EXTRACT PROVIDED »
^^^^

Coop Foot, also know as Co-op Foot, is a term my informant told me is used by the people who live in her house; she learned it from multiple people, not just one. She told me about this term on her front porch while she at the time had ‘a mild case of coop foot.’ It falls under a collective running joke among the house members concerning how filthy their house is. If someone takes a shower and then walks around downstairs for even just ten minutes, she says their feet get impossibly dirty. However, she used the term affectionately and had a poetic description for it. It sounded as though she had a sense of pride about it, probably because it’s something she and her housemates have bonded over.

How Free Speech Was Saved

This is pre-co-op early days. The year was 2006, so it was one year before the house was created. This was when certain people who were influential to the house lived at what was called the Phi Omega Tau house, or the green house, and so did Strawberry and Wave, who named the Technicolor Tree Tribe from a brain wave she had. (laughs) They lived at the Phi Omega Tau house and they had participated in a free speech zone protest because USC made up this thing, like, a couple years ago where we only had a free speech zone from 12 to 2pm at Tommy Trojan. So they had made this sign and painted it and stuff. After the protest they took it back to their porch and hung it up on their porch and it’s a really nice porch and that they were hanging out on. And so, they were just hanging out on the porch one day and this girl comes by and starts talking shit and she sort of identified herself as a USC college republican and she had a lighter and like tried to set the banner attached to their porch on fire. So, they like brought out a hose and Strawberry was apparently in the background yelling, “if you’re gonna bring fire, we’re gonna bring water!” And they basically sprayed this girl and her dog with a hose and then she came – well, they don’t if she came back – but someone came to the house that night and set the banner on fire and the smoke alarms went off and like they got up and luckily woke up and sprayed the thing out, but there were burn marks all over the porch. Yeah. So they pretty much knew it was this girl, but they couldn’t like call the cops or anything, because apparently like you don’t really invite the cops over to something called the Phi Omega Tau House…because if you know what those Greek symbols mean (laughs) Phi Omega Tau kind of spells out ‘pot.’ That’s Strawberry’s story. I think the girl knew about the protest during the day and like was against that or just this house.

^^^^

Excerpts of bounding box data »
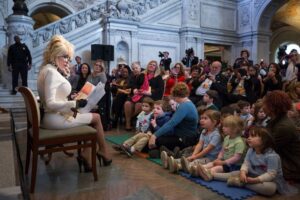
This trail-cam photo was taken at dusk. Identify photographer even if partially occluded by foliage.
[233,49,253,69]
[181,48,199,67]
[283,49,298,89]
[158,51,172,71]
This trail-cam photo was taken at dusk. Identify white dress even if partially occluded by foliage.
[37,64,92,129]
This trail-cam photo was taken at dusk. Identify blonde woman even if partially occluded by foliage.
[87,59,107,85]
[124,60,164,131]
[37,35,111,172]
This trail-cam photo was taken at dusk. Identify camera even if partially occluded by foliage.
[158,51,164,58]
[185,48,194,57]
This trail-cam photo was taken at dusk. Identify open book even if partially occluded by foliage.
[75,81,105,113]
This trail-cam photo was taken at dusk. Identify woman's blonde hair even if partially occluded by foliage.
[145,60,160,77]
[171,82,190,98]
[94,59,106,72]
[42,35,74,66]
[222,115,244,134]
[202,110,221,126]
[173,62,185,76]
[287,82,300,102]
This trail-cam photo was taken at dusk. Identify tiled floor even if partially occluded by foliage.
[8,111,300,200]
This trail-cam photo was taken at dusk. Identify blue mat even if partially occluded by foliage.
[105,134,256,200]
[179,172,256,200]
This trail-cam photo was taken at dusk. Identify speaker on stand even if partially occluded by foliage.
[91,44,114,131]
[91,44,114,73]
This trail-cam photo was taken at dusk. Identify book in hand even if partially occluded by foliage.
[75,81,105,113]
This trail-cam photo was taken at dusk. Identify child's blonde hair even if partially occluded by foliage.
[222,115,244,134]
[249,127,274,153]
[202,110,221,126]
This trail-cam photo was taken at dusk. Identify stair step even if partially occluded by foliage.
[0,186,22,197]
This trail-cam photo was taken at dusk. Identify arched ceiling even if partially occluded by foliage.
[31,4,68,29]
[271,0,300,31]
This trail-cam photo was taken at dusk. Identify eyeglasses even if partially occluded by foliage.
[58,55,71,62]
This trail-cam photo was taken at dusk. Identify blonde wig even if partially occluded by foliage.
[42,35,74,66]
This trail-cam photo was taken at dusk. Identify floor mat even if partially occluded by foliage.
[105,134,256,200]
[105,133,132,144]
[179,172,256,200]
[147,158,162,166]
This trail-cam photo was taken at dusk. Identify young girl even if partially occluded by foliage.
[215,127,297,196]
[113,97,154,157]
[252,101,269,127]
[161,110,221,173]
[195,115,246,181]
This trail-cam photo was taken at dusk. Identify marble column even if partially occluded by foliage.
[3,14,37,90]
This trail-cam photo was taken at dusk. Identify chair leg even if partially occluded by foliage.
[91,140,98,181]
[30,148,38,193]
[25,141,31,175]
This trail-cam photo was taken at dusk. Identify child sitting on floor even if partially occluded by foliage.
[214,127,298,196]
[195,115,246,181]
[237,100,253,127]
[113,97,154,157]
[161,110,222,173]
[203,90,219,111]
[115,100,171,157]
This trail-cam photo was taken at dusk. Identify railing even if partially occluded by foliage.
[31,0,170,47]
[32,2,106,47]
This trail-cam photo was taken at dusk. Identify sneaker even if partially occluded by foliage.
[10,90,17,95]
[190,165,199,177]
[148,149,160,158]
[160,151,169,169]
[120,145,133,157]
[112,145,123,152]
[227,176,245,187]
[197,164,213,181]
[180,157,191,174]
[159,146,174,157]
[173,146,182,158]
[168,156,179,173]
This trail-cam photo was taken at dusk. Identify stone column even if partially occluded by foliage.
[3,14,37,89]
[180,0,202,58]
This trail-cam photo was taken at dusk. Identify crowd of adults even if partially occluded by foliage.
[69,47,300,180]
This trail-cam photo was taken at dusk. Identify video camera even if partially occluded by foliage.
[185,48,194,57]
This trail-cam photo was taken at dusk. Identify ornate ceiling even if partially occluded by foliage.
[271,0,300,31]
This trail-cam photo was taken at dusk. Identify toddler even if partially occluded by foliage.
[214,127,297,196]
[195,115,246,181]
[161,110,222,173]
[113,97,154,157]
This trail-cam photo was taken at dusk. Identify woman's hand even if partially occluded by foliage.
[133,89,139,94]
[213,160,226,166]
[247,177,261,184]
[150,118,157,128]
[240,171,247,183]
[186,155,196,162]
[70,92,78,99]
[148,135,156,149]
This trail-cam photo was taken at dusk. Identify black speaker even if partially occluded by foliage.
[91,44,114,61]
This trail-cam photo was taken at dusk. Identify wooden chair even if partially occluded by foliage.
[17,87,98,193]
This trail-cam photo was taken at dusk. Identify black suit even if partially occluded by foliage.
[159,58,172,70]
[181,56,199,67]
[7,43,32,92]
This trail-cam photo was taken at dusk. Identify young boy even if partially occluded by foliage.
[113,97,154,157]
[237,100,253,127]
[203,90,219,111]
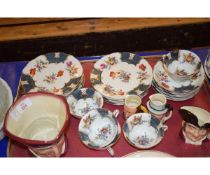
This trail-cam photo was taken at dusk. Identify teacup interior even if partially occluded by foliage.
[150,94,166,106]
[6,95,67,141]
[125,95,141,108]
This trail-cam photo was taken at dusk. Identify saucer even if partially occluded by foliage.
[147,101,168,115]
[67,88,103,119]
[123,113,168,149]
[0,78,13,140]
[78,108,120,150]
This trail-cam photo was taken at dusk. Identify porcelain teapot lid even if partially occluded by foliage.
[180,106,210,128]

^^^^

EXERCISE AIM » Please explain, using the free speech story, why the residents didn't call the police after the banner was set on fire.

COMPLETE OUTPUT » They didn't call the police because their home was called the Phi Omega Tau House, and those Greek letters spell out "pot." The story says you don't really invite the police over to a house with that name.